— Start Recorded data —

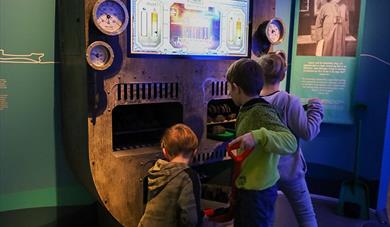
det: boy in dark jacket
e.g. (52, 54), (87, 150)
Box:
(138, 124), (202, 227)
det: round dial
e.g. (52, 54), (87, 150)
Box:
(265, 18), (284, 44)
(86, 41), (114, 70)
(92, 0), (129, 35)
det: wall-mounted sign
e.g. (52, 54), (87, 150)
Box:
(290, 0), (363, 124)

— End Recorded data —
— Start Recorded data —

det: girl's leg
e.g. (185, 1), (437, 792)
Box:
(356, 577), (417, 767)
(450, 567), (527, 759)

— End Recorded data —

• **What the task asks**: Please output everything in the records above exactly as it appears, from the line containing "det: round dial" down through the line containing "(290, 0), (363, 124)", with both of those lines included.

• **Finished answer**:
det: round dial
e.g. (52, 54), (87, 150)
Box:
(265, 18), (284, 44)
(86, 41), (114, 70)
(92, 0), (129, 35)
det: wall-mounted sign
e.g. (52, 54), (87, 150)
Box:
(290, 0), (363, 124)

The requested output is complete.